[Collected data entries]
begin
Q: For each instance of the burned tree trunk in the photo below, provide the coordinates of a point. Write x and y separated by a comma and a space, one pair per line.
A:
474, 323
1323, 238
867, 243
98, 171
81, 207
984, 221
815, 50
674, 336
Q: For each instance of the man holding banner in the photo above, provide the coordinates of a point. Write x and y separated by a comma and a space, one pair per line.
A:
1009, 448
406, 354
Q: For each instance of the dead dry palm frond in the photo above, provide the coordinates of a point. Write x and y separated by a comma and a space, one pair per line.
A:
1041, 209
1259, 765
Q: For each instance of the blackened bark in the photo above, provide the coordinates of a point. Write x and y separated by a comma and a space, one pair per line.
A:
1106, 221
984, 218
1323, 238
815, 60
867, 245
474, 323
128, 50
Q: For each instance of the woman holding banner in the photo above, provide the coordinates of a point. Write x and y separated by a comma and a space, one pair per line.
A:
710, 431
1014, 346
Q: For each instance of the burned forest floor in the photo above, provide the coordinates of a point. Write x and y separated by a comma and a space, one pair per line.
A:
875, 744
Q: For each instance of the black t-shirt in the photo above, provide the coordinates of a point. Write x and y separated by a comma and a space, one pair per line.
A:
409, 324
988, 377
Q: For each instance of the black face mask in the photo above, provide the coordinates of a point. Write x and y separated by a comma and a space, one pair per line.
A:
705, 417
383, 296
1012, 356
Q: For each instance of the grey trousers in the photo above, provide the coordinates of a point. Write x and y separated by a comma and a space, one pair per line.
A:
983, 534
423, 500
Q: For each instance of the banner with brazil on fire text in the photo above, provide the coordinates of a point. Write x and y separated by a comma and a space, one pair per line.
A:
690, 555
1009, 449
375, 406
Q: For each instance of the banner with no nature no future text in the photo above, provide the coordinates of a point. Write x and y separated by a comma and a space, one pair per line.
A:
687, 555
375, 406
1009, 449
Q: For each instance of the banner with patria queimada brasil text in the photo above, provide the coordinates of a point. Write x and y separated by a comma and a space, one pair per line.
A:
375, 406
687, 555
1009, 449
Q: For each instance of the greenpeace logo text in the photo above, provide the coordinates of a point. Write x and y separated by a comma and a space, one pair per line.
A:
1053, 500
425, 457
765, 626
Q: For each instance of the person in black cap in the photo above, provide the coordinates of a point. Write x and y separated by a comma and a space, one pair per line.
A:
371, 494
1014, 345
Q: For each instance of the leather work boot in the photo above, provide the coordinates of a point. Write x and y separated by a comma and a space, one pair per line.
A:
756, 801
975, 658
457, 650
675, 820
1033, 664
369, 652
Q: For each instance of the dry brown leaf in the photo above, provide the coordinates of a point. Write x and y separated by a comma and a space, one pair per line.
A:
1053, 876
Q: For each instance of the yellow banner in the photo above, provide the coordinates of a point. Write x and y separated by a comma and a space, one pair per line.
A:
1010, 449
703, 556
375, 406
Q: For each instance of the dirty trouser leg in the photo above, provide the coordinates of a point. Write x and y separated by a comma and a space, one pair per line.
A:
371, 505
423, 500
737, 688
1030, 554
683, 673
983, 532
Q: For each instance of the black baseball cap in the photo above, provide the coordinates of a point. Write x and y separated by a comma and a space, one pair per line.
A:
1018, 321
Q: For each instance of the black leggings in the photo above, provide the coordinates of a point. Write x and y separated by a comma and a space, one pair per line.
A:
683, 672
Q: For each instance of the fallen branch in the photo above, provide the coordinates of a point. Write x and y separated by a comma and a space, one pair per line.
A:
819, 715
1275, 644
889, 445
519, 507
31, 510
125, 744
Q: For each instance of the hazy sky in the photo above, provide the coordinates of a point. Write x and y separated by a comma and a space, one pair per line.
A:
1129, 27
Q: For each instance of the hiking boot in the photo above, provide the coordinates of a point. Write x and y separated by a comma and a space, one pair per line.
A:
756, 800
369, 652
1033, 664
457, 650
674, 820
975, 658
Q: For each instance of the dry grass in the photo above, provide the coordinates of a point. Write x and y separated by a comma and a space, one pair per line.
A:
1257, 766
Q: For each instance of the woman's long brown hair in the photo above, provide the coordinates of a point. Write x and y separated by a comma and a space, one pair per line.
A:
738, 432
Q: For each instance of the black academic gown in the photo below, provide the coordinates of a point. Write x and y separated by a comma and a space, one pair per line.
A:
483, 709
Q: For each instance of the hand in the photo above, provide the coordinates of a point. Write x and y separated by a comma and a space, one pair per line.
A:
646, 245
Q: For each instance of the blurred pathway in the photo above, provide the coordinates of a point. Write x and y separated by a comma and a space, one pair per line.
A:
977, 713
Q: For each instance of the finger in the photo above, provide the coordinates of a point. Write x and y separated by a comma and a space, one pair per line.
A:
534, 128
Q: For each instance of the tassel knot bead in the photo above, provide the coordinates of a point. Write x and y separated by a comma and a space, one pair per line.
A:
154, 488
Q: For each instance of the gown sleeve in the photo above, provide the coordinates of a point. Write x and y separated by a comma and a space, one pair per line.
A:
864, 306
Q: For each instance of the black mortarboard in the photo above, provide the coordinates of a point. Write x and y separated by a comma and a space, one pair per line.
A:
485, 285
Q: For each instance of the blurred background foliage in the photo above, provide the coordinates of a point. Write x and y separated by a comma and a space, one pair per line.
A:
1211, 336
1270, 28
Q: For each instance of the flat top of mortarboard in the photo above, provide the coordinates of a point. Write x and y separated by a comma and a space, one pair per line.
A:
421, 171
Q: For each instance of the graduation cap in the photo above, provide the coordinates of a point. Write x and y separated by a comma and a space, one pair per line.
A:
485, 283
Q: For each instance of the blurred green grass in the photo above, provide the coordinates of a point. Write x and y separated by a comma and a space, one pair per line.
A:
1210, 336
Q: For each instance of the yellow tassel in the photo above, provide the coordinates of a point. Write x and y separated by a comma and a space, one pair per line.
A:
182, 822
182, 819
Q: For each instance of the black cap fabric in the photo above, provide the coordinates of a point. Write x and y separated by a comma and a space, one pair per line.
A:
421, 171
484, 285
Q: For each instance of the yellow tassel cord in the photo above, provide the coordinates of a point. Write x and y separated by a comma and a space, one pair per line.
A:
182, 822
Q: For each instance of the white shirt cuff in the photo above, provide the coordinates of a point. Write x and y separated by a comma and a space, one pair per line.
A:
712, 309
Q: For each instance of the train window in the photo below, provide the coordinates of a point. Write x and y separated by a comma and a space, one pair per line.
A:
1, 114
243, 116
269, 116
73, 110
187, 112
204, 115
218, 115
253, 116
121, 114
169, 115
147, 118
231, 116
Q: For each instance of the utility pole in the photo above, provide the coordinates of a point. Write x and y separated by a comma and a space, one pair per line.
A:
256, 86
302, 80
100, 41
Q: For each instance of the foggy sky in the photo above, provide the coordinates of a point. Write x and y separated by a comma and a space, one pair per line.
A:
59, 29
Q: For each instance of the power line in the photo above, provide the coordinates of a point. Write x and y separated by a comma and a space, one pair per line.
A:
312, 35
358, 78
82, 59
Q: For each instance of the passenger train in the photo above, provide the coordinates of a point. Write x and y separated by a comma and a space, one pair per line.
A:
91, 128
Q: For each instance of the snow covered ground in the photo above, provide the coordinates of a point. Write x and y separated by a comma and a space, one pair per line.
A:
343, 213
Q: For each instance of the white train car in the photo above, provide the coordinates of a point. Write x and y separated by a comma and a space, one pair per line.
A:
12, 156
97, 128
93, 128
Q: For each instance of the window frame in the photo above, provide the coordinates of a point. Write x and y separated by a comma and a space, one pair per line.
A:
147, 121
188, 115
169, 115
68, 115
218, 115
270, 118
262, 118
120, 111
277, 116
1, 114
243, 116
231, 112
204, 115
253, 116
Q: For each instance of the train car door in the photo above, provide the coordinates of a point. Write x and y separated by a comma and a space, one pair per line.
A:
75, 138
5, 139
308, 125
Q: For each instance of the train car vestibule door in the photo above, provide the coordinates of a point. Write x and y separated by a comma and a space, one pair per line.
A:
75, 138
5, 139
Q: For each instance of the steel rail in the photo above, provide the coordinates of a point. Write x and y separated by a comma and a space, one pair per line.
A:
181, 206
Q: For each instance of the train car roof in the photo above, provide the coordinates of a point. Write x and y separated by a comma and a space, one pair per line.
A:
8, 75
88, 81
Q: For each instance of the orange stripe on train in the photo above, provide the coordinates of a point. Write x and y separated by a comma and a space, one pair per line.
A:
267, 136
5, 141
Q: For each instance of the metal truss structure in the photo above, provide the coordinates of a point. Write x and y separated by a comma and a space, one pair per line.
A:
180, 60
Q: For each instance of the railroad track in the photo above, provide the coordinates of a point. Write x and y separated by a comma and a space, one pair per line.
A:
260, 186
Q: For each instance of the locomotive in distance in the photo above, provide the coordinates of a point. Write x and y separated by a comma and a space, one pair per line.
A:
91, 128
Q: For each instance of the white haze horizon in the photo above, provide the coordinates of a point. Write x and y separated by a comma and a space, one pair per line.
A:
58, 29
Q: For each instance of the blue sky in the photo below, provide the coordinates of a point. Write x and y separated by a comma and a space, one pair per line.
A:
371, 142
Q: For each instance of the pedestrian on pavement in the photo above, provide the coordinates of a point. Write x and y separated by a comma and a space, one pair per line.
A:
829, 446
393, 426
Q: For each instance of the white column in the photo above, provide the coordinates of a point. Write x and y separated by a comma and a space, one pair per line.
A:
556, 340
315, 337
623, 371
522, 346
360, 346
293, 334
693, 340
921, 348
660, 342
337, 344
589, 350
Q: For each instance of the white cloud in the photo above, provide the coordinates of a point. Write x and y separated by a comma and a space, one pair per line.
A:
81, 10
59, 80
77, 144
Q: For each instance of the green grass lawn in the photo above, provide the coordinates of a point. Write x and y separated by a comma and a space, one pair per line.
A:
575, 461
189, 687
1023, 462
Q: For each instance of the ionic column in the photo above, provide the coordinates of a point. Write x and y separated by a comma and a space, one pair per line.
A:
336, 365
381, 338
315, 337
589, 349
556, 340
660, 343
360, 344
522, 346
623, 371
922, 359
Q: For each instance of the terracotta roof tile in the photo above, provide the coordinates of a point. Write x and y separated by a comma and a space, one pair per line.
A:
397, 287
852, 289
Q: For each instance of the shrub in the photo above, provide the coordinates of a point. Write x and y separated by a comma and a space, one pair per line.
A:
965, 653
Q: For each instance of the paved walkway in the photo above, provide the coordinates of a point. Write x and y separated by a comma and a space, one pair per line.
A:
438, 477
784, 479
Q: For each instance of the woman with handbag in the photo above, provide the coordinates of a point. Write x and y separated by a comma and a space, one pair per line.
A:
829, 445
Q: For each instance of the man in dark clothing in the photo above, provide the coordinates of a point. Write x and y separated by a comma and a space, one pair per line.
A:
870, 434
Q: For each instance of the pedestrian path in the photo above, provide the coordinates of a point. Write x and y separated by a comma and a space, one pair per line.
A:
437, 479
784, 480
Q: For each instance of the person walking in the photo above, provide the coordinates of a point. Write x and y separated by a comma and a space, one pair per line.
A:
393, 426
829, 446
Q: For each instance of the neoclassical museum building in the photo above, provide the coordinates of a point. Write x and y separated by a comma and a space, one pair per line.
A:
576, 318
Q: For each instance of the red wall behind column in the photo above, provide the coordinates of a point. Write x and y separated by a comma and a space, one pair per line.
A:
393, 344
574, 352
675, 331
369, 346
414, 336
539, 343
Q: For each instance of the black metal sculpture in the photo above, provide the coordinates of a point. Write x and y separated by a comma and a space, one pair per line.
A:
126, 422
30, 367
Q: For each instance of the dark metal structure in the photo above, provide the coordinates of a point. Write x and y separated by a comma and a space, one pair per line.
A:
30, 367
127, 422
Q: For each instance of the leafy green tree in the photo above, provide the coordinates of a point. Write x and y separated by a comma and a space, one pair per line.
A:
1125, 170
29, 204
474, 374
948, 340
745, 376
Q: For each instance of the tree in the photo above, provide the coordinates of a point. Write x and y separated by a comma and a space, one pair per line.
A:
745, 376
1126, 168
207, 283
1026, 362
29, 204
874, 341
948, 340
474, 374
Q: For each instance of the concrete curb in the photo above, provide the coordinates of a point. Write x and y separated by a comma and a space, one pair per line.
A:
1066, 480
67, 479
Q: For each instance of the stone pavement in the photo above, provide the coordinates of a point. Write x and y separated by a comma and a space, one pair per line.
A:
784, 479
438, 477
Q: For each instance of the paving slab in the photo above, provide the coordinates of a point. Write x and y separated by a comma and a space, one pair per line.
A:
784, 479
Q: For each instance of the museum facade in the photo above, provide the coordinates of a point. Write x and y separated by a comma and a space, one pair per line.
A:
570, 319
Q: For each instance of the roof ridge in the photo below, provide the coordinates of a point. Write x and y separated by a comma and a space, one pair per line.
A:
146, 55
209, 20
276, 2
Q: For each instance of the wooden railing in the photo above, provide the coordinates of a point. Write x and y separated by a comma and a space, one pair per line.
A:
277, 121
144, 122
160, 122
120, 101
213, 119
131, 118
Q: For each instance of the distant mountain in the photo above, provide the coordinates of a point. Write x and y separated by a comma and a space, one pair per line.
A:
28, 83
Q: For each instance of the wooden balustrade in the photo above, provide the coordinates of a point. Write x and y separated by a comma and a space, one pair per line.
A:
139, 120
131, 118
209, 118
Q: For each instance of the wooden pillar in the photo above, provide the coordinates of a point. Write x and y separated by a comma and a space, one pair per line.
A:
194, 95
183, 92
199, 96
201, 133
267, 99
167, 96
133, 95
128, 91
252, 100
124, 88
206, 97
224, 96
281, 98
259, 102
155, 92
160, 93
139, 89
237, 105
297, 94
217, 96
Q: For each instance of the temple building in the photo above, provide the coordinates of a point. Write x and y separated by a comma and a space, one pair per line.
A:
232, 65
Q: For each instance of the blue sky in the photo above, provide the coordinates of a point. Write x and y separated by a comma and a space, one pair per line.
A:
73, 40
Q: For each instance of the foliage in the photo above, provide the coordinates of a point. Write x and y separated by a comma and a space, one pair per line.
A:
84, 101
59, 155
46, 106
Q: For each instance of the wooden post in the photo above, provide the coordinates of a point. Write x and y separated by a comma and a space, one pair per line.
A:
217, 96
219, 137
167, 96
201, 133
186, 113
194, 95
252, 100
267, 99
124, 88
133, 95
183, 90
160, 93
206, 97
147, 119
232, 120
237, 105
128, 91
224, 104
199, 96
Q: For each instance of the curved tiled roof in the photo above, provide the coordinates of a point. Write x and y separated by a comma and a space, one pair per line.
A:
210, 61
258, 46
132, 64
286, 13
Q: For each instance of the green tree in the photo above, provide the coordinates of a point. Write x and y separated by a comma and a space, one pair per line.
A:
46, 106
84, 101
end
* What is needed
Give back, exactly as written, the lines from the one with "Q: For each instance of the wooden post" to the last line.

* Response
Q: For each instance of the wooden post in the photo above, provide the coordinates of a point. Write x and y separated by a comma and a space, one pair per line.
A:
217, 96
219, 137
167, 96
201, 133
186, 113
194, 95
252, 100
267, 99
124, 88
133, 95
183, 90
160, 93
206, 97
147, 119
232, 120
237, 105
128, 91
224, 104
199, 96
Q: For each instance of the curved tiled roof in the photo above, provide the coordinates of a point. Write x and y separated by a comma and a space, one pair per line.
A:
210, 61
258, 46
132, 64
286, 13
Q: For each instance of the green tree in the photo above, provide the coordinates of a point. Write x and y separated by a comma and a space, one pair per line.
A:
46, 106
84, 101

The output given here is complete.